Count the lines in the items below that contain the string "seat", and reply with only that number.

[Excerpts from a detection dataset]
——————————
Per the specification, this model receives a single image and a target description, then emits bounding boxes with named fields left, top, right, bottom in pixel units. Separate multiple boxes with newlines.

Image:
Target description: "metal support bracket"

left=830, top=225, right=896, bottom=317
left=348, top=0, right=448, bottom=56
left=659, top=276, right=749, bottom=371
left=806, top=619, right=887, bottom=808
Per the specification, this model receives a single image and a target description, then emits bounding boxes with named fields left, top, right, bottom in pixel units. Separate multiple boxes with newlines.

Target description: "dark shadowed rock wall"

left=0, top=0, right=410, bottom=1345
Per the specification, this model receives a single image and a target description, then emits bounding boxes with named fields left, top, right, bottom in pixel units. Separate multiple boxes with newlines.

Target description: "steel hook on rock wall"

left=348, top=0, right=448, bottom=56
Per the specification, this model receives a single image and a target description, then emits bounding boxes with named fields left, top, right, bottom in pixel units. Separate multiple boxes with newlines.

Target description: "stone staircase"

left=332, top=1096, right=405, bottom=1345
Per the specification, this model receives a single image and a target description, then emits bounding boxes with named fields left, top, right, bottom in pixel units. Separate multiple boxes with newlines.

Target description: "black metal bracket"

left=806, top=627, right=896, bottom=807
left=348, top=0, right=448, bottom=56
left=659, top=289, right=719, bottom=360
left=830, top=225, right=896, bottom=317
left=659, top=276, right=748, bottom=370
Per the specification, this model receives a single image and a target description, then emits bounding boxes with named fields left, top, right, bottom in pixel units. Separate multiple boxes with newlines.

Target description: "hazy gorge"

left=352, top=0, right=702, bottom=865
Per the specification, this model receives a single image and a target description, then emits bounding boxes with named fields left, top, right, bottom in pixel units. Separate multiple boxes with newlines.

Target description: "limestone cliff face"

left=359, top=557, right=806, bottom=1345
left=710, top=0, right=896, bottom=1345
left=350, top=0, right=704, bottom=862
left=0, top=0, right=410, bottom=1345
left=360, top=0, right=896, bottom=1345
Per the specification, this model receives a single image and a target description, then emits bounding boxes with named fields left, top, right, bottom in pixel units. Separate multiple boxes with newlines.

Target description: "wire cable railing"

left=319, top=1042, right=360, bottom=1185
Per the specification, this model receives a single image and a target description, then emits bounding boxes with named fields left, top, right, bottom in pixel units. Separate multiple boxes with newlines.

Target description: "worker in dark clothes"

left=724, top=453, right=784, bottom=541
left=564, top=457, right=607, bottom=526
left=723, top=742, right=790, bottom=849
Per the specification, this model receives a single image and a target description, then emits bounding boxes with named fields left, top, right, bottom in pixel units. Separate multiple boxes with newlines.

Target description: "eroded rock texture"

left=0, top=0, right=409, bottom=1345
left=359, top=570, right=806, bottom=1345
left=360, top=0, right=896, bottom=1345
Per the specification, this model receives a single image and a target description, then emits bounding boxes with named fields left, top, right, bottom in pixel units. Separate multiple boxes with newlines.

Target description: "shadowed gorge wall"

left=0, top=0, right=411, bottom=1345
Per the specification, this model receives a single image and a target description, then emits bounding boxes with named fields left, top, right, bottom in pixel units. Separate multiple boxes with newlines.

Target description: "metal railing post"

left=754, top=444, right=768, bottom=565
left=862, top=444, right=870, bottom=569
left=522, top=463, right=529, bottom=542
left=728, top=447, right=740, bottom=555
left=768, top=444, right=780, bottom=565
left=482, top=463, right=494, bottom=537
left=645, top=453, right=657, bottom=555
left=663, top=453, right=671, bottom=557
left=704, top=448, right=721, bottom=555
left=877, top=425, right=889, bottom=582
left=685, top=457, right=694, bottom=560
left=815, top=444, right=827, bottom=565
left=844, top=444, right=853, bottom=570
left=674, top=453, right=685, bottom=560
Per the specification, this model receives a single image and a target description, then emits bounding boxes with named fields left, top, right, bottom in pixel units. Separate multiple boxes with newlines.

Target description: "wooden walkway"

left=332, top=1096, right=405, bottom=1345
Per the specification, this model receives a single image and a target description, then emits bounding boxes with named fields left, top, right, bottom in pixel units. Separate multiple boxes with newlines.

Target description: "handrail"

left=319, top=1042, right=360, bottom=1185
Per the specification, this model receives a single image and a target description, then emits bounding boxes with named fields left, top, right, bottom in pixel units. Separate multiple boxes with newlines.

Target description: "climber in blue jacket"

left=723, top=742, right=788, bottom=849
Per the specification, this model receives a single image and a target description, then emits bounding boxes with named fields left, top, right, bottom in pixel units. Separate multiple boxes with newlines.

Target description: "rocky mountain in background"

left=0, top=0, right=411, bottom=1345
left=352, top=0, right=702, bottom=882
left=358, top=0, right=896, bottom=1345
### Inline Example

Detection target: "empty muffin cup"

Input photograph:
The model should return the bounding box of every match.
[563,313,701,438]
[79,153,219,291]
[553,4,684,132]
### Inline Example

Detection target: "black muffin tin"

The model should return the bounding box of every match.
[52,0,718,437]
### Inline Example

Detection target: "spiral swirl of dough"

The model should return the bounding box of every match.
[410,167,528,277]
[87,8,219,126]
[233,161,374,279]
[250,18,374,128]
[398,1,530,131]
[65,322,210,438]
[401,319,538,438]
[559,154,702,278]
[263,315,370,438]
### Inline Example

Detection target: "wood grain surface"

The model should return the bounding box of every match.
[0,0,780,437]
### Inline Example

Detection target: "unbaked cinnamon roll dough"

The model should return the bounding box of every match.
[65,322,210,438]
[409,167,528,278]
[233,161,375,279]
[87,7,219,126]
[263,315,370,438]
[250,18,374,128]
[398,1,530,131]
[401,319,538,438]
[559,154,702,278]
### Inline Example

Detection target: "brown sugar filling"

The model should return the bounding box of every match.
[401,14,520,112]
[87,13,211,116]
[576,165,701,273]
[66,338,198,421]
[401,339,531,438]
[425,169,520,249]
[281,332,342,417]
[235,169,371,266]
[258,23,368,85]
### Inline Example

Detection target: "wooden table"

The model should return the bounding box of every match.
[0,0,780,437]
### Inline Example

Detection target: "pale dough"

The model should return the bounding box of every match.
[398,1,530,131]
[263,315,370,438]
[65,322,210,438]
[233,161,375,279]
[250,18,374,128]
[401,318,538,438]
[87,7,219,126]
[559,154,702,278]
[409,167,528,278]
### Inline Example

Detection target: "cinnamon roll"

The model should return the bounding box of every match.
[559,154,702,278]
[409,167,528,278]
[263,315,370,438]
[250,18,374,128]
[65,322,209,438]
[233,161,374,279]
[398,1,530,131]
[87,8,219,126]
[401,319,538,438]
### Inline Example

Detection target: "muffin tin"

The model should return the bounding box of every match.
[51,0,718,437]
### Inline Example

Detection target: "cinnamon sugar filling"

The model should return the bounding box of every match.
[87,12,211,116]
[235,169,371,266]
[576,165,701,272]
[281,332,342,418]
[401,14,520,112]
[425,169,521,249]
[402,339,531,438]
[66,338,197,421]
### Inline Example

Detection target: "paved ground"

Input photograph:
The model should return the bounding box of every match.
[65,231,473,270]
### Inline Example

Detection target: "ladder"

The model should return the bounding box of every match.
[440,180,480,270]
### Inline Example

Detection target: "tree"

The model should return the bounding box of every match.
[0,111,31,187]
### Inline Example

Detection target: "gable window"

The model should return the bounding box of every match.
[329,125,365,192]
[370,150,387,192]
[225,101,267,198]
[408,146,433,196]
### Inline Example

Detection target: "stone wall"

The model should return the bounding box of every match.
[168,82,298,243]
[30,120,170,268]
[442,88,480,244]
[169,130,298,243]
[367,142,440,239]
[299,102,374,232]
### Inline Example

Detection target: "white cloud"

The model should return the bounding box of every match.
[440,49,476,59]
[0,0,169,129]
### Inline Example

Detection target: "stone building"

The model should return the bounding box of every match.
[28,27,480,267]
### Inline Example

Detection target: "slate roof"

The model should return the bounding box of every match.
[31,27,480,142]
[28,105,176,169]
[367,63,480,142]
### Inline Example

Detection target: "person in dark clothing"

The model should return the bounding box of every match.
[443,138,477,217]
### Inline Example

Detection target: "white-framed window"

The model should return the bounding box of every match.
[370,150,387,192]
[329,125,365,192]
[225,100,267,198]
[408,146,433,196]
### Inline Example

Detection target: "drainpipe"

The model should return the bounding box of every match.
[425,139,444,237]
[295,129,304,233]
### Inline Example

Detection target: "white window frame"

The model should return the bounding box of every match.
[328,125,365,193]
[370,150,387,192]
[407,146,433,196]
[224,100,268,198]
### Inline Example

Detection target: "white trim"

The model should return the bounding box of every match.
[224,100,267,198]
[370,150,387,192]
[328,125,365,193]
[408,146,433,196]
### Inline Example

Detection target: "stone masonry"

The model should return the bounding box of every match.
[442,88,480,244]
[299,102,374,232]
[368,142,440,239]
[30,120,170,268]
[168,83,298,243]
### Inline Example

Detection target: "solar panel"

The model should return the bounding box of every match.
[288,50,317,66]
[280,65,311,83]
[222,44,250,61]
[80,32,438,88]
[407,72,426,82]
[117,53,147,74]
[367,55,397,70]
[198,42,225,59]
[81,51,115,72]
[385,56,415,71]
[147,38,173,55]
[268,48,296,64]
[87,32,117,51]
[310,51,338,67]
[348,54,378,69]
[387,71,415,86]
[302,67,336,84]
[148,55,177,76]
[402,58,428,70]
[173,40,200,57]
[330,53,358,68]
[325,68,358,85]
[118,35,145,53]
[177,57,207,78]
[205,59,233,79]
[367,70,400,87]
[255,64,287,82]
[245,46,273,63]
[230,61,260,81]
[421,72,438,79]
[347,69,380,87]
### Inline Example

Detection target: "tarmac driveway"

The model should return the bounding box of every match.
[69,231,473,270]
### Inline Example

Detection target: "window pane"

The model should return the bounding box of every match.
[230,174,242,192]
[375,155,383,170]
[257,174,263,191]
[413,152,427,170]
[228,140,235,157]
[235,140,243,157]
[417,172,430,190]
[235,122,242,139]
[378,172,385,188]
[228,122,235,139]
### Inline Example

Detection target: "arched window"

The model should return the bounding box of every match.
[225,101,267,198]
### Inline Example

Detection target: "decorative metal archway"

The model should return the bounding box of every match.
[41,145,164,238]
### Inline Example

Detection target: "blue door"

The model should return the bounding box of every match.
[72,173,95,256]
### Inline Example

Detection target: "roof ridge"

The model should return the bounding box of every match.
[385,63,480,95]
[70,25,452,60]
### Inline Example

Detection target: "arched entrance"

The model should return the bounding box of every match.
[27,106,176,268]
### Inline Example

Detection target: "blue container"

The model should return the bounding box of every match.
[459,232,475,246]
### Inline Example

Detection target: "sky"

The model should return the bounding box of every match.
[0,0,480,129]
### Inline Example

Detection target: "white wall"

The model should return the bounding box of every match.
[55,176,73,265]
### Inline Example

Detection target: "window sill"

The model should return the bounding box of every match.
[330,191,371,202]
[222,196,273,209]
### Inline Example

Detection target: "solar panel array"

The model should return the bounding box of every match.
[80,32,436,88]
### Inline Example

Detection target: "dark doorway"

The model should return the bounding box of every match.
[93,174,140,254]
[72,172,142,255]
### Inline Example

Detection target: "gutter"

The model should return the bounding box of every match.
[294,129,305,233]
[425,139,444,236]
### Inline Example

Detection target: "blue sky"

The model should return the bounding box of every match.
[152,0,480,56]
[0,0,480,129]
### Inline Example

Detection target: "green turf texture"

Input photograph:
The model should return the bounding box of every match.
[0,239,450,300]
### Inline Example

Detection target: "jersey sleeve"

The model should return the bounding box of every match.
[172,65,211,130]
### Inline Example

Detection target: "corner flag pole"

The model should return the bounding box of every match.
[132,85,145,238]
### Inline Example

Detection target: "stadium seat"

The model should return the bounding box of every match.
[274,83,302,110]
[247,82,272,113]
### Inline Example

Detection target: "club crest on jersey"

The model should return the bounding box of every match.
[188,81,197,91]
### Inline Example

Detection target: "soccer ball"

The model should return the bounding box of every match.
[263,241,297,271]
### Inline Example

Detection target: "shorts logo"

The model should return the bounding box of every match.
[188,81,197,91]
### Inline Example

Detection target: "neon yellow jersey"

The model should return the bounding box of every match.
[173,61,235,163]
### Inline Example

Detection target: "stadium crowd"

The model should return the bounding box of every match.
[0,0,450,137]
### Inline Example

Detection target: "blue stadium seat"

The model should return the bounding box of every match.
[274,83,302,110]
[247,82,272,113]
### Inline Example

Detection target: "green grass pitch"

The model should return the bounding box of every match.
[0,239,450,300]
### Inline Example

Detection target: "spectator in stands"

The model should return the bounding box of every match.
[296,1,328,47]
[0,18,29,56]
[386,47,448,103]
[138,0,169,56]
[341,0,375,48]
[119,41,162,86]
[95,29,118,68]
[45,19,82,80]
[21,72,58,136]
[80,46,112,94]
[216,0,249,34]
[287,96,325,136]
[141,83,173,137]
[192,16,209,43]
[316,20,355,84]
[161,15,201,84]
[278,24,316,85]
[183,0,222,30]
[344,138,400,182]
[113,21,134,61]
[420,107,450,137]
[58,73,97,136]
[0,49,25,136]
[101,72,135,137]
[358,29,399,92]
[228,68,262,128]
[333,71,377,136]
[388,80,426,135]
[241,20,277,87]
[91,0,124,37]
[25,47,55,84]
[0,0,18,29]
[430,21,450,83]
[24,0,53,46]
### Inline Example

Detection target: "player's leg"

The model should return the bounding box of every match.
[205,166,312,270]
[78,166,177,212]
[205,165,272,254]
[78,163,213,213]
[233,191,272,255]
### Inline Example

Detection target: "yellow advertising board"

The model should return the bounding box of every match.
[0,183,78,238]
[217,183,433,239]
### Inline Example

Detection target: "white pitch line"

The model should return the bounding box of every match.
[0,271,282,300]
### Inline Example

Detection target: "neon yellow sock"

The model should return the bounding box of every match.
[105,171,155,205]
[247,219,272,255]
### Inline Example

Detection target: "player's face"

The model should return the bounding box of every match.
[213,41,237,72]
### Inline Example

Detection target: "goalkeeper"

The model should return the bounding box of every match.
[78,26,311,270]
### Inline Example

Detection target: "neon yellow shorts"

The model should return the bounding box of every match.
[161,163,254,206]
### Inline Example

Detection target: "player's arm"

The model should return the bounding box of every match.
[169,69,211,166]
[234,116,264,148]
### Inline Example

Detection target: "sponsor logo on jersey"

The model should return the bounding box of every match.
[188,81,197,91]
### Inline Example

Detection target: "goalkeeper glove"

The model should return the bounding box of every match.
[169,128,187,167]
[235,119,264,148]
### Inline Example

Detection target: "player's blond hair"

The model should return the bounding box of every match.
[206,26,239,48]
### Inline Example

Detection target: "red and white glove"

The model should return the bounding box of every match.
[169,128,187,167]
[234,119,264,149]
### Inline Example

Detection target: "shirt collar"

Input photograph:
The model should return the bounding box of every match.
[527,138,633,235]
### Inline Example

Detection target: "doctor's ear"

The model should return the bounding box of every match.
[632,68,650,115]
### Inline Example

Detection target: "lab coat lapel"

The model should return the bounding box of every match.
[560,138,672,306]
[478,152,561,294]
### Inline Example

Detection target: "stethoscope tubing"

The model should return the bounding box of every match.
——————————
*Answer to this problem*. 2